Work to complete
Output only the span of lines that begins at the line containing "Place one pin on each instance of the outstretched" and ends at the last line of the data, both included, exactly as they appear.

Excerpts from point annotation data

==*==

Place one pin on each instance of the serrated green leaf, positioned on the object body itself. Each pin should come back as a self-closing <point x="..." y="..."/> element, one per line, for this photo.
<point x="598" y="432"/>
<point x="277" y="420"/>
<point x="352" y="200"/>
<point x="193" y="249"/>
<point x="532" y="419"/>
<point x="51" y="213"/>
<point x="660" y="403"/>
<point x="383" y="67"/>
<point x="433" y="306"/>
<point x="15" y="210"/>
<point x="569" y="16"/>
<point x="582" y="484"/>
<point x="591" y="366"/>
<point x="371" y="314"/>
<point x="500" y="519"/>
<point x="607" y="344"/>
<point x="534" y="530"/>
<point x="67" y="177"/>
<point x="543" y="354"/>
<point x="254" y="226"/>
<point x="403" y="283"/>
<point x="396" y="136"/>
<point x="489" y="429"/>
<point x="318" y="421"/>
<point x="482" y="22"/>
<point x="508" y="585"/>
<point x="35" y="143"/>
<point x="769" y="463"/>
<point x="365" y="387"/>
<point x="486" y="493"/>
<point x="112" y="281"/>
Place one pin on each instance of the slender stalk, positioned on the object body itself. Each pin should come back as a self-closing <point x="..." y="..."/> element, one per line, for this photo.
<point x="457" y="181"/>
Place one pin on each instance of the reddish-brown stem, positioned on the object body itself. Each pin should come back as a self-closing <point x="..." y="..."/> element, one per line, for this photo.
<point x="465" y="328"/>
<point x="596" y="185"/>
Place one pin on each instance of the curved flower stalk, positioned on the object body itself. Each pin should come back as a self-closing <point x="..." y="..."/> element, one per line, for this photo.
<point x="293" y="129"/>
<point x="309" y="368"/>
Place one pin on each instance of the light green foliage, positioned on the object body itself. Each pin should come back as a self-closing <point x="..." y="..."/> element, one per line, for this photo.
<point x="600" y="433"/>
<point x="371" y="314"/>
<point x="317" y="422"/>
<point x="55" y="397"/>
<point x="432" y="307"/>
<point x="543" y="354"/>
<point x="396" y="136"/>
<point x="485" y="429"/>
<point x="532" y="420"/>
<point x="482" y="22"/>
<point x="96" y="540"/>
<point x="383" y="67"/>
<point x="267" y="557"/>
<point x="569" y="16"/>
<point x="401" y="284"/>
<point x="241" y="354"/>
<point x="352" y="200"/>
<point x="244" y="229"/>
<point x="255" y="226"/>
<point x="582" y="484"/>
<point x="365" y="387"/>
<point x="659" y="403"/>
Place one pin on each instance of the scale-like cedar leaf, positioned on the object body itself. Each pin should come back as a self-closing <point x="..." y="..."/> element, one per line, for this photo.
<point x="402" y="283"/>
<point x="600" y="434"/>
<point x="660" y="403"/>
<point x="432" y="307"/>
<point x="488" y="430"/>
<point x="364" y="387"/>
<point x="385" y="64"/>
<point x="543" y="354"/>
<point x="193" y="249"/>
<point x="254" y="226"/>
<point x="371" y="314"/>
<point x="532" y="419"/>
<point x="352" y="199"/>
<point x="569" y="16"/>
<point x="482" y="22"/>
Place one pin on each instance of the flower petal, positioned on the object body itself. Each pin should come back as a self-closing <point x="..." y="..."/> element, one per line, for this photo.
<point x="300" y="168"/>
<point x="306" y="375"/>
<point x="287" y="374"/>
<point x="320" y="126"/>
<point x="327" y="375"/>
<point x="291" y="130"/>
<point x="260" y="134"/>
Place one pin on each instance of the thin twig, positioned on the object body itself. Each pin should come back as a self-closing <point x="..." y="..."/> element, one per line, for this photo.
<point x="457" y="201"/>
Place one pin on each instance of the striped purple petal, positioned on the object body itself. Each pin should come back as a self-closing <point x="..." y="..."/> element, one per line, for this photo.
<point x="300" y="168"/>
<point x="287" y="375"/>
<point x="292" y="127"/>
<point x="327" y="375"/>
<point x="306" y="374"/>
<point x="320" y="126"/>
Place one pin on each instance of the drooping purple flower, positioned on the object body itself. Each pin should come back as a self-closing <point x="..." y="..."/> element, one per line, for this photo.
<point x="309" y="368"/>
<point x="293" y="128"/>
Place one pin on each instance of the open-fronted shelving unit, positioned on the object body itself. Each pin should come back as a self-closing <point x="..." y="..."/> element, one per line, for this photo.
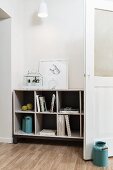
<point x="67" y="102"/>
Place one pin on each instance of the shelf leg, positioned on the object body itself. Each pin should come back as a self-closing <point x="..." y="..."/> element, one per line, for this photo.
<point x="15" y="140"/>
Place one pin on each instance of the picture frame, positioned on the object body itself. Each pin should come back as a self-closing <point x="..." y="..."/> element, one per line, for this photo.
<point x="55" y="74"/>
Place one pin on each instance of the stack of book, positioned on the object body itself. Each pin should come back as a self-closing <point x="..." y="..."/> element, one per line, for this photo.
<point x="63" y="121"/>
<point x="41" y="103"/>
<point x="61" y="125"/>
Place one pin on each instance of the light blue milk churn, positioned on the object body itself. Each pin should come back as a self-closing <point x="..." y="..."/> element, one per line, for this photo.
<point x="100" y="154"/>
<point x="27" y="124"/>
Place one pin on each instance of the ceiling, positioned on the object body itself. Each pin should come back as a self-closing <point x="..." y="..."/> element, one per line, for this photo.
<point x="3" y="14"/>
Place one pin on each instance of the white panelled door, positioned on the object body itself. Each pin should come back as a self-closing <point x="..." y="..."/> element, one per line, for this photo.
<point x="98" y="74"/>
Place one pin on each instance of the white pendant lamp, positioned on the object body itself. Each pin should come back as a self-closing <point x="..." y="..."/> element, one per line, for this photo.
<point x="43" y="10"/>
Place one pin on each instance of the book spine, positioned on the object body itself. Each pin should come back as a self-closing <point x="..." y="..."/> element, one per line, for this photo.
<point x="68" y="125"/>
<point x="41" y="104"/>
<point x="37" y="103"/>
<point x="52" y="103"/>
<point x="61" y="125"/>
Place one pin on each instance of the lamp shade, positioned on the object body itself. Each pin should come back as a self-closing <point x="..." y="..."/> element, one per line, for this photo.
<point x="43" y="10"/>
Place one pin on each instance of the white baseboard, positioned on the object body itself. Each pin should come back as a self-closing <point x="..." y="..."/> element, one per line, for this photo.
<point x="6" y="140"/>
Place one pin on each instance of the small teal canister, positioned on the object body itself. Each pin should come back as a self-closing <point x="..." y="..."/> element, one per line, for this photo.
<point x="27" y="124"/>
<point x="100" y="154"/>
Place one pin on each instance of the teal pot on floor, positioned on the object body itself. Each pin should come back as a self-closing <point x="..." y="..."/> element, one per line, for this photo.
<point x="100" y="154"/>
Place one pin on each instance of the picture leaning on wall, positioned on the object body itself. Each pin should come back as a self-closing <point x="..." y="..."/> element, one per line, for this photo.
<point x="55" y="74"/>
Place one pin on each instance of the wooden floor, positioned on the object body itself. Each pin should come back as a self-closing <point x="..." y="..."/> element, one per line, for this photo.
<point x="44" y="157"/>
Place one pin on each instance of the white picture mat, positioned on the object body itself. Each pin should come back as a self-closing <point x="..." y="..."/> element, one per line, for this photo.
<point x="54" y="81"/>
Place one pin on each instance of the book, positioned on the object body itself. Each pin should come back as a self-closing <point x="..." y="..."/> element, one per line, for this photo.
<point x="37" y="103"/>
<point x="48" y="132"/>
<point x="42" y="104"/>
<point x="52" y="103"/>
<point x="69" y="112"/>
<point x="68" y="125"/>
<point x="61" y="125"/>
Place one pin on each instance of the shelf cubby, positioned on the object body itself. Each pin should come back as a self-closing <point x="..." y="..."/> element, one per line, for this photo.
<point x="45" y="121"/>
<point x="23" y="98"/>
<point x="18" y="124"/>
<point x="69" y="100"/>
<point x="48" y="99"/>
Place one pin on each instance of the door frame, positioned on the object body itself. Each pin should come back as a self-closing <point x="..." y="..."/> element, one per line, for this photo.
<point x="89" y="80"/>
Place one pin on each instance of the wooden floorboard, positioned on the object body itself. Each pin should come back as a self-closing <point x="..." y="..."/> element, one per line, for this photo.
<point x="44" y="157"/>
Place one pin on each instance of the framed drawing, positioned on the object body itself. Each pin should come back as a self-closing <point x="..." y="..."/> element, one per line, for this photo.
<point x="55" y="74"/>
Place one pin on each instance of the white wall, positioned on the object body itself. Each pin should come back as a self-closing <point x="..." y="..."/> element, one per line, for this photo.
<point x="11" y="66"/>
<point x="15" y="9"/>
<point x="5" y="81"/>
<point x="60" y="36"/>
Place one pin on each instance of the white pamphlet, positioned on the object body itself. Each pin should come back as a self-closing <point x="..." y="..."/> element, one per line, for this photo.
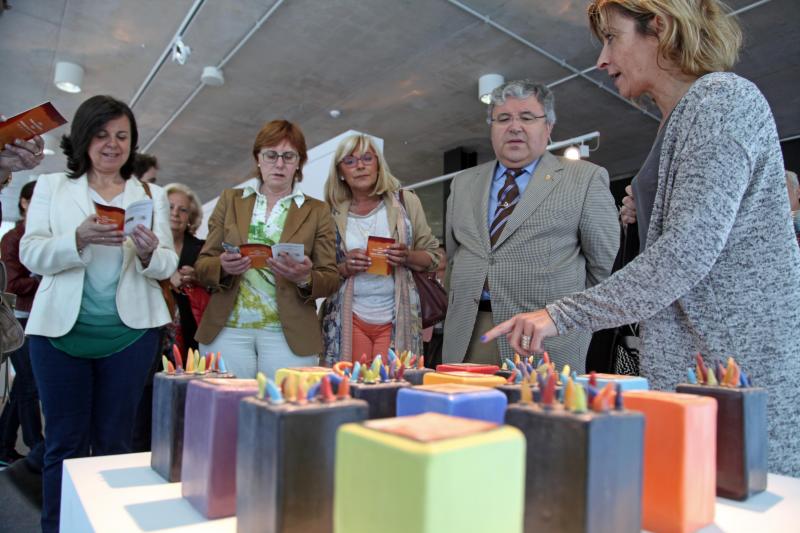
<point x="139" y="212"/>
<point x="292" y="249"/>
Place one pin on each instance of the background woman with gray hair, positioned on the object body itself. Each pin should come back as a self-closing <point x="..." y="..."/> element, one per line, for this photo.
<point x="185" y="216"/>
<point x="372" y="312"/>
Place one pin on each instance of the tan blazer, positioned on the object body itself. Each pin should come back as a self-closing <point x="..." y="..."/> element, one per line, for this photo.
<point x="59" y="205"/>
<point x="561" y="238"/>
<point x="310" y="225"/>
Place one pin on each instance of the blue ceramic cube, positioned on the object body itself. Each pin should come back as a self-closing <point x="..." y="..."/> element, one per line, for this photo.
<point x="455" y="399"/>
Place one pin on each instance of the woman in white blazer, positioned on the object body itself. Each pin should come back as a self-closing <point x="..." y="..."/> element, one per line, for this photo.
<point x="93" y="324"/>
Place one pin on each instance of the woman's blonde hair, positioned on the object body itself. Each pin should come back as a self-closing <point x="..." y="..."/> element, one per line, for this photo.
<point x="195" y="207"/>
<point x="336" y="189"/>
<point x="699" y="36"/>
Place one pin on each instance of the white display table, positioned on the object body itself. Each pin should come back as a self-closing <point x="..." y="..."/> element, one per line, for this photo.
<point x="121" y="493"/>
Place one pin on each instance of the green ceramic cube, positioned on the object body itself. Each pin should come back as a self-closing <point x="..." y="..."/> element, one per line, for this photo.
<point x="427" y="474"/>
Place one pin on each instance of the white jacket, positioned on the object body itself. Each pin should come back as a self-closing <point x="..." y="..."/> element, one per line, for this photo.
<point x="59" y="205"/>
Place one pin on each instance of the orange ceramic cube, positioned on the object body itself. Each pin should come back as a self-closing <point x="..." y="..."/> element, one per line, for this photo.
<point x="465" y="378"/>
<point x="679" y="459"/>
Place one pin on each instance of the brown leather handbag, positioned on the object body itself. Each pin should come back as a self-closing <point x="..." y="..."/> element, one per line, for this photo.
<point x="432" y="296"/>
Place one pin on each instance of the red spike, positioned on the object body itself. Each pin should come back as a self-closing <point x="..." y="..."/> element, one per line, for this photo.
<point x="176" y="352"/>
<point x="549" y="392"/>
<point x="325" y="391"/>
<point x="344" y="390"/>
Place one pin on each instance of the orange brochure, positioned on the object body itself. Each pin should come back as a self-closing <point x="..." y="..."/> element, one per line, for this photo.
<point x="108" y="214"/>
<point x="376" y="250"/>
<point x="258" y="254"/>
<point x="30" y="123"/>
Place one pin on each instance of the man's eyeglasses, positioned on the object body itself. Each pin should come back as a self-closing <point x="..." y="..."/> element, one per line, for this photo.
<point x="527" y="119"/>
<point x="351" y="160"/>
<point x="271" y="157"/>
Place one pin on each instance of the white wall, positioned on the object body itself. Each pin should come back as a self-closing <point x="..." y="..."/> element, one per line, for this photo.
<point x="315" y="173"/>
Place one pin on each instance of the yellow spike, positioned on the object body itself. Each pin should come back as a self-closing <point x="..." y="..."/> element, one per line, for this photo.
<point x="569" y="395"/>
<point x="525" y="393"/>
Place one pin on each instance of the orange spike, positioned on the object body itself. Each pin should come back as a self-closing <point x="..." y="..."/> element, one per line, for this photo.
<point x="176" y="353"/>
<point x="344" y="390"/>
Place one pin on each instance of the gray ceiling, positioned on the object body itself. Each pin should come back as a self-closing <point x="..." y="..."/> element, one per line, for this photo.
<point x="404" y="70"/>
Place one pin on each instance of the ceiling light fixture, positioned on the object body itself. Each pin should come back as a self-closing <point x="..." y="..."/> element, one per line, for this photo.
<point x="212" y="76"/>
<point x="488" y="83"/>
<point x="180" y="51"/>
<point x="68" y="77"/>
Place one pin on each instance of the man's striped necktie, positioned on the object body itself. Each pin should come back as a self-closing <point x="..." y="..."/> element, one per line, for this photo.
<point x="507" y="199"/>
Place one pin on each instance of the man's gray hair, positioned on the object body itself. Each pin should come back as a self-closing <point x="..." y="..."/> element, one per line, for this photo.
<point x="521" y="89"/>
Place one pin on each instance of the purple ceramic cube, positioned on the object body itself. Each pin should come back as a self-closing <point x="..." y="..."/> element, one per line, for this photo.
<point x="466" y="401"/>
<point x="583" y="470"/>
<point x="284" y="464"/>
<point x="416" y="375"/>
<point x="741" y="438"/>
<point x="381" y="397"/>
<point x="169" y="405"/>
<point x="209" y="444"/>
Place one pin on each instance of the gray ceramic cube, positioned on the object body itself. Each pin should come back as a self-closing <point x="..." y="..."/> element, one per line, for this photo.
<point x="284" y="464"/>
<point x="381" y="397"/>
<point x="741" y="438"/>
<point x="583" y="471"/>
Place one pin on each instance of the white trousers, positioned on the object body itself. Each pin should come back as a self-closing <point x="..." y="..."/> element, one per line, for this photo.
<point x="249" y="351"/>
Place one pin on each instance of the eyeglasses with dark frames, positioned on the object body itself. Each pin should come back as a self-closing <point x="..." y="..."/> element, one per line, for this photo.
<point x="351" y="160"/>
<point x="271" y="157"/>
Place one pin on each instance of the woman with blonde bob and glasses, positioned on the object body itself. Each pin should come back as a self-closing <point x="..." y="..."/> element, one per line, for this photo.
<point x="371" y="313"/>
<point x="263" y="319"/>
<point x="719" y="269"/>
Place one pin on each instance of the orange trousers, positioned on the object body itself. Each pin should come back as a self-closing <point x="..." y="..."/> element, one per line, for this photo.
<point x="370" y="339"/>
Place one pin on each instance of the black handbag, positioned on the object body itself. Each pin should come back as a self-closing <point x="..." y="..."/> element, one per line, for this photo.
<point x="432" y="296"/>
<point x="11" y="333"/>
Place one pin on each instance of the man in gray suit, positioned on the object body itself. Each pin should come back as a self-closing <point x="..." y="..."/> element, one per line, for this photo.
<point x="524" y="230"/>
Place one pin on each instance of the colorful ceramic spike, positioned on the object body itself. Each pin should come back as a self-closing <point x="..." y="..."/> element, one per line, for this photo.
<point x="549" y="391"/>
<point x="302" y="389"/>
<point x="513" y="377"/>
<point x="525" y="393"/>
<point x="580" y="399"/>
<point x="343" y="391"/>
<point x="261" y="379"/>
<point x="176" y="353"/>
<point x="274" y="392"/>
<point x="356" y="372"/>
<point x="569" y="395"/>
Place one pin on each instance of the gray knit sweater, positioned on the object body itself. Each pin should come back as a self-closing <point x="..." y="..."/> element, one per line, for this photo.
<point x="721" y="272"/>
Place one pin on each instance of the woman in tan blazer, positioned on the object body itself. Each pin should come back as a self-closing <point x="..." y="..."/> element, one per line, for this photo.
<point x="263" y="319"/>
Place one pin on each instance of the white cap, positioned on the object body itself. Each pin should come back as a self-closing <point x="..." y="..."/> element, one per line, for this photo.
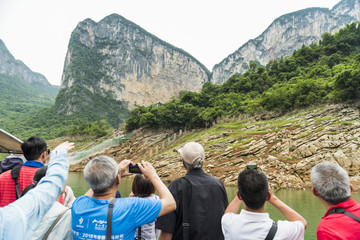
<point x="193" y="154"/>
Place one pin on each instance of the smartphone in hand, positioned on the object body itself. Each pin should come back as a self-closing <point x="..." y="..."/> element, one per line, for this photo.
<point x="134" y="168"/>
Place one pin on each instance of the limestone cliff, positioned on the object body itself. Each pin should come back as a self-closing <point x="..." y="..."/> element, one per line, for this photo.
<point x="32" y="83"/>
<point x="286" y="34"/>
<point x="15" y="68"/>
<point x="118" y="60"/>
<point x="285" y="148"/>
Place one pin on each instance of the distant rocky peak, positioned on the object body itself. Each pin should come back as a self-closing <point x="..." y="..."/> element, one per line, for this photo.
<point x="117" y="59"/>
<point x="286" y="34"/>
<point x="16" y="68"/>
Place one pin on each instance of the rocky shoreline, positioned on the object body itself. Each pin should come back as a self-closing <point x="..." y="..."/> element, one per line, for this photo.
<point x="284" y="147"/>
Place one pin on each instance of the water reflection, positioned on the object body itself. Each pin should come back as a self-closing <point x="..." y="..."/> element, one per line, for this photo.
<point x="303" y="202"/>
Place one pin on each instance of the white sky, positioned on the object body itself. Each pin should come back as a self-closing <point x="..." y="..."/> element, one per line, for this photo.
<point x="37" y="32"/>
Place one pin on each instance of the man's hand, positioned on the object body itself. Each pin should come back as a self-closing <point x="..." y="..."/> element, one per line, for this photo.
<point x="123" y="166"/>
<point x="148" y="170"/>
<point x="272" y="198"/>
<point x="66" y="145"/>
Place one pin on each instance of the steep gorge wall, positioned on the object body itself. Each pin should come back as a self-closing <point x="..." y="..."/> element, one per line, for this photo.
<point x="286" y="34"/>
<point x="127" y="64"/>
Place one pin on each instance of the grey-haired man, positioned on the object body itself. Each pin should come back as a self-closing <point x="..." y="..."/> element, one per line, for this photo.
<point x="332" y="186"/>
<point x="205" y="200"/>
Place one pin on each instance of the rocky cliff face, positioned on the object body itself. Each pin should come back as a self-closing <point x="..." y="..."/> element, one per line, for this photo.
<point x="15" y="68"/>
<point x="117" y="59"/>
<point x="285" y="148"/>
<point x="286" y="34"/>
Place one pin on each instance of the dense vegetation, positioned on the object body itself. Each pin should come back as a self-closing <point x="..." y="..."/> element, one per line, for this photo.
<point x="324" y="72"/>
<point x="74" y="108"/>
<point x="18" y="98"/>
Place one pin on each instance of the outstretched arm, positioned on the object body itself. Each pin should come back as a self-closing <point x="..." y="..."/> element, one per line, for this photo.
<point x="22" y="217"/>
<point x="289" y="213"/>
<point x="168" y="201"/>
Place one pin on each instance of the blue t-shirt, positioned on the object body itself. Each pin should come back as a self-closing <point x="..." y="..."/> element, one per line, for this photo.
<point x="89" y="217"/>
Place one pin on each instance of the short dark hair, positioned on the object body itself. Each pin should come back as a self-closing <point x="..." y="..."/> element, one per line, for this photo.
<point x="253" y="188"/>
<point x="142" y="187"/>
<point x="33" y="147"/>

==*==

Exercise solution
Place one pin on each instance of the outstretched arm, positioned on the object body itself. Each pin should come back as a self-closing <point x="..." y="..."/> element, one per line, for this photo.
<point x="22" y="217"/>
<point x="289" y="213"/>
<point x="168" y="201"/>
Place one pin on each instance of the blue t-shirt, positioned on the object body itself. Each pin should come back as a self-closing <point x="..." y="..."/> element, one per line, for this photo.
<point x="89" y="217"/>
Place one pin on each instance of the short dark hair, positioned on the object body itself. Each pin should come back as a self-closing <point x="..." y="..."/> element, one per line, for this photo.
<point x="253" y="188"/>
<point x="142" y="187"/>
<point x="33" y="147"/>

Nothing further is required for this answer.